*STATED GOAL*: Copy the records word for word, from the line containing "Would you mind annotating the blue jeans" through the end of the records.

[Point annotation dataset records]
________________________________________

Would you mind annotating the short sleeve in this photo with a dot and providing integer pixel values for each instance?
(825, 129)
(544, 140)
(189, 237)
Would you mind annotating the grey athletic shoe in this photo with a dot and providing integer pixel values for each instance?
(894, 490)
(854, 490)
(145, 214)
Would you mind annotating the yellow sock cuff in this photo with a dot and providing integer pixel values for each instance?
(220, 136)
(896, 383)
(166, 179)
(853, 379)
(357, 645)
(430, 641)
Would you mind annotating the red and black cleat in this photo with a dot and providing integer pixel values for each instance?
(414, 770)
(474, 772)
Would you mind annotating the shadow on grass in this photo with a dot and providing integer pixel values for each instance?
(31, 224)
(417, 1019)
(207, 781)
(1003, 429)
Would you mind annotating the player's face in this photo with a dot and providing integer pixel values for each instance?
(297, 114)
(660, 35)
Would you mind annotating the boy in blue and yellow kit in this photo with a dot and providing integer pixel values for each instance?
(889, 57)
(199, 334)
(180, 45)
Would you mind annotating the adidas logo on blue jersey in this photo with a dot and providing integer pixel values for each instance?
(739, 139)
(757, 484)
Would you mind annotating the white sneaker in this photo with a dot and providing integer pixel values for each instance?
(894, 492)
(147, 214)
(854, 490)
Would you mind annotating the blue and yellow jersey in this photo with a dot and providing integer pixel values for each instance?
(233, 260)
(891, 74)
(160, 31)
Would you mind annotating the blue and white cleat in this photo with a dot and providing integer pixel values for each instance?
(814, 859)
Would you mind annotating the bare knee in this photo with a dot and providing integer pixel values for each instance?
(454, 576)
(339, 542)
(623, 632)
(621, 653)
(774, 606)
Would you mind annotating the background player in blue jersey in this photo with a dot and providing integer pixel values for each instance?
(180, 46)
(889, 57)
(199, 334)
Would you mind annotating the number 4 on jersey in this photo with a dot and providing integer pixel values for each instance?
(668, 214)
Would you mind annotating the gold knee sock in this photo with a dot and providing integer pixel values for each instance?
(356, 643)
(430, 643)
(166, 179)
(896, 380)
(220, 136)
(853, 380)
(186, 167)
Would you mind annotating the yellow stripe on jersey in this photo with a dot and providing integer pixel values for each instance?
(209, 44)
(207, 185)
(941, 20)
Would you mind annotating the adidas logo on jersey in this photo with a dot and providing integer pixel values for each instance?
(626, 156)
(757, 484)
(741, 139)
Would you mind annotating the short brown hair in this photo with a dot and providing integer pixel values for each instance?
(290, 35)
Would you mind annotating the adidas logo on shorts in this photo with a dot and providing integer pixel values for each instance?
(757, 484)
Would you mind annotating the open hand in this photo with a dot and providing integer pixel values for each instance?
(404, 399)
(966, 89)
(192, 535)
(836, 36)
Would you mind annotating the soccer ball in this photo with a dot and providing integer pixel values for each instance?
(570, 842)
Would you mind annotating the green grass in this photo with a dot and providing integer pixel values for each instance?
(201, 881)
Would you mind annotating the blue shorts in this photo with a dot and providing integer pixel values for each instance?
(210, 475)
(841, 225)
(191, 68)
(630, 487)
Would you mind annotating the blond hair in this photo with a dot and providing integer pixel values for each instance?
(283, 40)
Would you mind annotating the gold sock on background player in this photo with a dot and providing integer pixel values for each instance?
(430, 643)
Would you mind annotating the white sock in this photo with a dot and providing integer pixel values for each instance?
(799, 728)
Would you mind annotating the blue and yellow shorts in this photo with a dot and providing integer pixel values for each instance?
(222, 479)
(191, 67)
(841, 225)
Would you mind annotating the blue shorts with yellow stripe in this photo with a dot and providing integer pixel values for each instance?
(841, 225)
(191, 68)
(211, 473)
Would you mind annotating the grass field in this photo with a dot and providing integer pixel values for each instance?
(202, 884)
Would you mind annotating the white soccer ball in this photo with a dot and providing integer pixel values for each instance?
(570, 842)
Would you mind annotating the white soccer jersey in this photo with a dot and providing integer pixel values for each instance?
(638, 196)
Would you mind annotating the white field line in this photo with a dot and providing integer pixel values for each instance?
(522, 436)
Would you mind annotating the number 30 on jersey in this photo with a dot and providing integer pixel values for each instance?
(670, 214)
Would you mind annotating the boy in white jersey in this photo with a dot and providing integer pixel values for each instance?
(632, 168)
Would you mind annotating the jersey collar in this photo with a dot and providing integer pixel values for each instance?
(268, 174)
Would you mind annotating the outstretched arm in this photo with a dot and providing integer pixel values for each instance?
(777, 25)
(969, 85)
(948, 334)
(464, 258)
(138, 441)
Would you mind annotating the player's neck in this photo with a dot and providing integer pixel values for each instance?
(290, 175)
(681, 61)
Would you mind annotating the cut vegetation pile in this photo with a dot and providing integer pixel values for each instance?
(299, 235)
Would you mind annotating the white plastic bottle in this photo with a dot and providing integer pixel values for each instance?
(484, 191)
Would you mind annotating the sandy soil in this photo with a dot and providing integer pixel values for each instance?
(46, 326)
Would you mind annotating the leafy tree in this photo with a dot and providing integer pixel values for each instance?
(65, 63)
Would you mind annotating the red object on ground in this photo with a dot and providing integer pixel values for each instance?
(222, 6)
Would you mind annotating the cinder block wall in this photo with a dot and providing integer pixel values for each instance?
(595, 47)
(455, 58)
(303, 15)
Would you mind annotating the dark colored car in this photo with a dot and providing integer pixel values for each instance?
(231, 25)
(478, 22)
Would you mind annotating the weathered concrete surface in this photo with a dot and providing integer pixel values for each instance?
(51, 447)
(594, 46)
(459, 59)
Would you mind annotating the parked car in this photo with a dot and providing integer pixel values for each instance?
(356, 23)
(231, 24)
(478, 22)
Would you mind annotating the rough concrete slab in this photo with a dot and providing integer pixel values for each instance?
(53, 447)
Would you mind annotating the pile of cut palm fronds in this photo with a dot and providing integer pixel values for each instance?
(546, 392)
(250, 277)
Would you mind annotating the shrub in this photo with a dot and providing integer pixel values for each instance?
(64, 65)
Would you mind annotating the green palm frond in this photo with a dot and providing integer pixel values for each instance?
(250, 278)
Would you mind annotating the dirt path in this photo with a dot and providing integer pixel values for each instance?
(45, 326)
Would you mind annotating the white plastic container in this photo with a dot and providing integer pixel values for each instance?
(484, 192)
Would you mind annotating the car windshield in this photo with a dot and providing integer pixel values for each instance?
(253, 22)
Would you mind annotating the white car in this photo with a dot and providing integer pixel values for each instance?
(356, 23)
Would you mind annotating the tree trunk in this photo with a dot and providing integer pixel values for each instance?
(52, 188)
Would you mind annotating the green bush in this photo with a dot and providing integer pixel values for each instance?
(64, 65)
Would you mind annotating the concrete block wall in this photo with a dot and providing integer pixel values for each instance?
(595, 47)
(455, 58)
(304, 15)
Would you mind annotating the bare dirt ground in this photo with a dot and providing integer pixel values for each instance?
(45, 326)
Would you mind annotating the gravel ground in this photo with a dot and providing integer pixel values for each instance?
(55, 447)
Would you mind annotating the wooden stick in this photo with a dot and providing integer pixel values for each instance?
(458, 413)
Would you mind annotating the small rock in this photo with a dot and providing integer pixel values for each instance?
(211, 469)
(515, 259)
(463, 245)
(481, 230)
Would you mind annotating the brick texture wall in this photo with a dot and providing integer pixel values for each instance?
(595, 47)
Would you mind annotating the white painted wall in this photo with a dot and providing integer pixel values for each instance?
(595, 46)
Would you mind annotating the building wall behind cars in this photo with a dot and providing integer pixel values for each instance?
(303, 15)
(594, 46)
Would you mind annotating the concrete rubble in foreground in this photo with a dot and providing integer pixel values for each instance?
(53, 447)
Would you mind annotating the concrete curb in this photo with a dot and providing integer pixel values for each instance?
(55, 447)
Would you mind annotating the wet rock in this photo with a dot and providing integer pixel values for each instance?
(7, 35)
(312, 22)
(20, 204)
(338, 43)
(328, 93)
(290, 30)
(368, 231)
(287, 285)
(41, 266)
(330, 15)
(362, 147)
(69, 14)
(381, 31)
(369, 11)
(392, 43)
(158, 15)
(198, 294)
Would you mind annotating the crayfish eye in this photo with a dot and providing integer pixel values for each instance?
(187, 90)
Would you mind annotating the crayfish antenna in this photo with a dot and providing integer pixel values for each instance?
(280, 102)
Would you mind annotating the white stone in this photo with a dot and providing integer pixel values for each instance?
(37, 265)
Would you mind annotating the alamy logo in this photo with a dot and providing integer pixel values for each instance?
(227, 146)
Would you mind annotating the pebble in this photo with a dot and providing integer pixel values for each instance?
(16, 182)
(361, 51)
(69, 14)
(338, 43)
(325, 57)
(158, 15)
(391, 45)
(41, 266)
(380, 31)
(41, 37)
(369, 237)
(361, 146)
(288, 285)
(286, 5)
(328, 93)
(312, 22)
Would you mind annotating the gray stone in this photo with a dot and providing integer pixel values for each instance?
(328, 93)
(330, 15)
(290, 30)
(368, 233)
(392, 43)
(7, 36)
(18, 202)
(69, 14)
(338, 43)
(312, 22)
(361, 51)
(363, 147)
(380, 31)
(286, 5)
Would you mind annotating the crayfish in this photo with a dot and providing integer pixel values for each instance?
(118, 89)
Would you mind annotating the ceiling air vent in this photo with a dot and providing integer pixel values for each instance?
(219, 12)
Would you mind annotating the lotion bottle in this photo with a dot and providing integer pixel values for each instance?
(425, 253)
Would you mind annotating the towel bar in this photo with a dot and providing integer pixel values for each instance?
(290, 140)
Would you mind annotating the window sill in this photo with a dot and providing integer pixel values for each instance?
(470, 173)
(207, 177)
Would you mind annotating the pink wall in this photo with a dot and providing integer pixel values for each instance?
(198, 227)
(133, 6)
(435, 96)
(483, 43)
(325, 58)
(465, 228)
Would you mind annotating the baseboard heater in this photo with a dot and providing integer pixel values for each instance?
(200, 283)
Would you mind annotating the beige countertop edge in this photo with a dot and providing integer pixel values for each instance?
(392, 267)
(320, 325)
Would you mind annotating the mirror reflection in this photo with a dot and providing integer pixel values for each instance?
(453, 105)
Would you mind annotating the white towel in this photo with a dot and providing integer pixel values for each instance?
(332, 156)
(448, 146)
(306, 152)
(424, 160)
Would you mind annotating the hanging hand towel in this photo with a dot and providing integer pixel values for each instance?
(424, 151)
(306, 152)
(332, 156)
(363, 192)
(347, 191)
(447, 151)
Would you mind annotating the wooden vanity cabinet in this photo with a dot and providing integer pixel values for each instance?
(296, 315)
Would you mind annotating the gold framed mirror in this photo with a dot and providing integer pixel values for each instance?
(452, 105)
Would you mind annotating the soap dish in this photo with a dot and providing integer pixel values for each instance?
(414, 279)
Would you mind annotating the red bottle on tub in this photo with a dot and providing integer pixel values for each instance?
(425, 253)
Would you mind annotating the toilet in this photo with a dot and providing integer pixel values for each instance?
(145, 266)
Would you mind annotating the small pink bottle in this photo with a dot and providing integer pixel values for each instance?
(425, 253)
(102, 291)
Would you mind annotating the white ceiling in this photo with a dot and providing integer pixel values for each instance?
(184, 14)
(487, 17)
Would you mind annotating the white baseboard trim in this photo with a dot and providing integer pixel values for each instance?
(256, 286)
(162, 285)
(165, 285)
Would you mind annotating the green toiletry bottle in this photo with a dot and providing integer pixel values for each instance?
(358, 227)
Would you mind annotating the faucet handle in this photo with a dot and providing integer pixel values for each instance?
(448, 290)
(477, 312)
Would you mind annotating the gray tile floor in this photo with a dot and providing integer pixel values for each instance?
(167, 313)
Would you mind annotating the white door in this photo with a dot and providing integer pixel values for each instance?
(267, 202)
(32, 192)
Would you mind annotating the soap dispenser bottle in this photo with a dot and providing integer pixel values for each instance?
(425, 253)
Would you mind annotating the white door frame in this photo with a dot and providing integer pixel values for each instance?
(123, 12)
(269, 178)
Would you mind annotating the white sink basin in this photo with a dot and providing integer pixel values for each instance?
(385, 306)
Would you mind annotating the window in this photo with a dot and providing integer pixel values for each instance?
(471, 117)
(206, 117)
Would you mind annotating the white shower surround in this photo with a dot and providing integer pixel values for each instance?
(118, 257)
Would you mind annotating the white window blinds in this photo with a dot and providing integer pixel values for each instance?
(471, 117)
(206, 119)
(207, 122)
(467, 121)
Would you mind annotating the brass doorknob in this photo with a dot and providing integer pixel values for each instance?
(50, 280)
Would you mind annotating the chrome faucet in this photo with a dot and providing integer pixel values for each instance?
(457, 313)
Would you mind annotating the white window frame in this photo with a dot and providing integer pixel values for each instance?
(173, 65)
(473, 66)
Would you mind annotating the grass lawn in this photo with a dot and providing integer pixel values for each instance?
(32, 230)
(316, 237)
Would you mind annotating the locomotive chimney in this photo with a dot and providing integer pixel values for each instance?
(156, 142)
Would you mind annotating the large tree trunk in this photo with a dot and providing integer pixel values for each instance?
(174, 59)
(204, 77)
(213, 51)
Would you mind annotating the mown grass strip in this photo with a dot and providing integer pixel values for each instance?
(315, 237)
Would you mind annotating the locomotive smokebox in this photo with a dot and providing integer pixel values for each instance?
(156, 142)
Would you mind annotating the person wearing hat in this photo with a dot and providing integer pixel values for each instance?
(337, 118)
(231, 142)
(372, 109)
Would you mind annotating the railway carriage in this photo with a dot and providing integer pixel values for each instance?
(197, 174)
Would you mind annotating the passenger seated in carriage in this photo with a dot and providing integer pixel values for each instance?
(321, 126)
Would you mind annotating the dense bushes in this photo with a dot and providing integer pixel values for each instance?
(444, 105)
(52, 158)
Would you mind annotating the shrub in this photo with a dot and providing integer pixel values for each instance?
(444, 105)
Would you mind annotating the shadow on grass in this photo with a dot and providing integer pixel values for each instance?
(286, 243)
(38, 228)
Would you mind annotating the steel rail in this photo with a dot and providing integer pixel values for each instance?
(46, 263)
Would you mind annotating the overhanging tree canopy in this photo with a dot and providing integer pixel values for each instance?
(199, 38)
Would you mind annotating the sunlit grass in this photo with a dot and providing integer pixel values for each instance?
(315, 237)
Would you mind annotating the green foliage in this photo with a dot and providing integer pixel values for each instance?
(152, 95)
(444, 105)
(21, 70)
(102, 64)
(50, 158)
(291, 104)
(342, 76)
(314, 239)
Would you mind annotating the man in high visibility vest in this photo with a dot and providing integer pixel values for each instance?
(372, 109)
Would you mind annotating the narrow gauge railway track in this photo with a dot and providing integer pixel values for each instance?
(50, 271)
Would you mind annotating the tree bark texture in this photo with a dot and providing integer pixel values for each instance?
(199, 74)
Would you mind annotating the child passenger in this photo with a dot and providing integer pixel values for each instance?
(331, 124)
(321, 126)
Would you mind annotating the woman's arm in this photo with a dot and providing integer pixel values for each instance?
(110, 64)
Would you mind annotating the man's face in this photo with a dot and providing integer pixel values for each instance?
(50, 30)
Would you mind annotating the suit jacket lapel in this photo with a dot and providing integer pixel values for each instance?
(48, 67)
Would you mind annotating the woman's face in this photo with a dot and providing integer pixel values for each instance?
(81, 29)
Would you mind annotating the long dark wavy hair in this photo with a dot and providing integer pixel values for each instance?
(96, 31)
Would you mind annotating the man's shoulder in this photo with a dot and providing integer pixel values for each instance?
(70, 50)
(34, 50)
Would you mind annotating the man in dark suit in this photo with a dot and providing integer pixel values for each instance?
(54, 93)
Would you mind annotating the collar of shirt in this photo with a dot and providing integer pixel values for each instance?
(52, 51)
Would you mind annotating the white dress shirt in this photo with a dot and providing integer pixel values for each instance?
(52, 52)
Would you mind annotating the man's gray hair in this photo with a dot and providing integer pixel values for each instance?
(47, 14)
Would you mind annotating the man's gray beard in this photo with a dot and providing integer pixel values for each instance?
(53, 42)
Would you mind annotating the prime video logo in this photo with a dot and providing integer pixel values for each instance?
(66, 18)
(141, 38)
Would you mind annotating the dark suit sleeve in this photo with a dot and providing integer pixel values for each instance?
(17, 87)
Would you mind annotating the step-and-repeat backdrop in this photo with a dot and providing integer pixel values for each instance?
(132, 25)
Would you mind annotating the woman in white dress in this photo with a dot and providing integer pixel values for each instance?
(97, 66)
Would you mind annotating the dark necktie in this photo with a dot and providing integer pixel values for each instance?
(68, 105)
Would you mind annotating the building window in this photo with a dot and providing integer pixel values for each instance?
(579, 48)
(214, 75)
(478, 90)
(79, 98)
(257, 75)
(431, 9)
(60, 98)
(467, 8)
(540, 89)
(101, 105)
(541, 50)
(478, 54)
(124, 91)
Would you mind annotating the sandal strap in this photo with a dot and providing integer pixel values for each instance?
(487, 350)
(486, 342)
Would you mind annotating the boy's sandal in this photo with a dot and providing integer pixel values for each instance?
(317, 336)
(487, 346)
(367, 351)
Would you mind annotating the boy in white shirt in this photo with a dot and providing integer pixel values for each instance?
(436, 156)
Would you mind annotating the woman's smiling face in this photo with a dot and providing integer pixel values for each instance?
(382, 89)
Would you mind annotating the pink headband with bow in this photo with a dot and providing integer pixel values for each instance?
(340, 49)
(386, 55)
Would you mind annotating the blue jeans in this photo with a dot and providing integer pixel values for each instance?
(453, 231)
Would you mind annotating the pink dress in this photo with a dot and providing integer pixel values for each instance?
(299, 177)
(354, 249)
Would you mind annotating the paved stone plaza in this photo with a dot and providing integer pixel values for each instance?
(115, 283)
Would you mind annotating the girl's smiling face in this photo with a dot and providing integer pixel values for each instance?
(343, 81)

________________________________________

*PROBLEM SOLUTION*:
Would you mind annotating the blue jeans in this photo with a dot and providing integer pixel values for each instance?
(453, 231)
Would you mind annotating the pink dress in this photo with a dot and providing integer pixel values for each instance?
(299, 177)
(354, 249)
Would you mind annotating the paved stone plaza in this photo with a dot and providing integer pixel values for each instance?
(115, 283)
Would you mind annotating the girl's smiling face in this photo with a dot and providing integer pixel values for each instance?
(343, 81)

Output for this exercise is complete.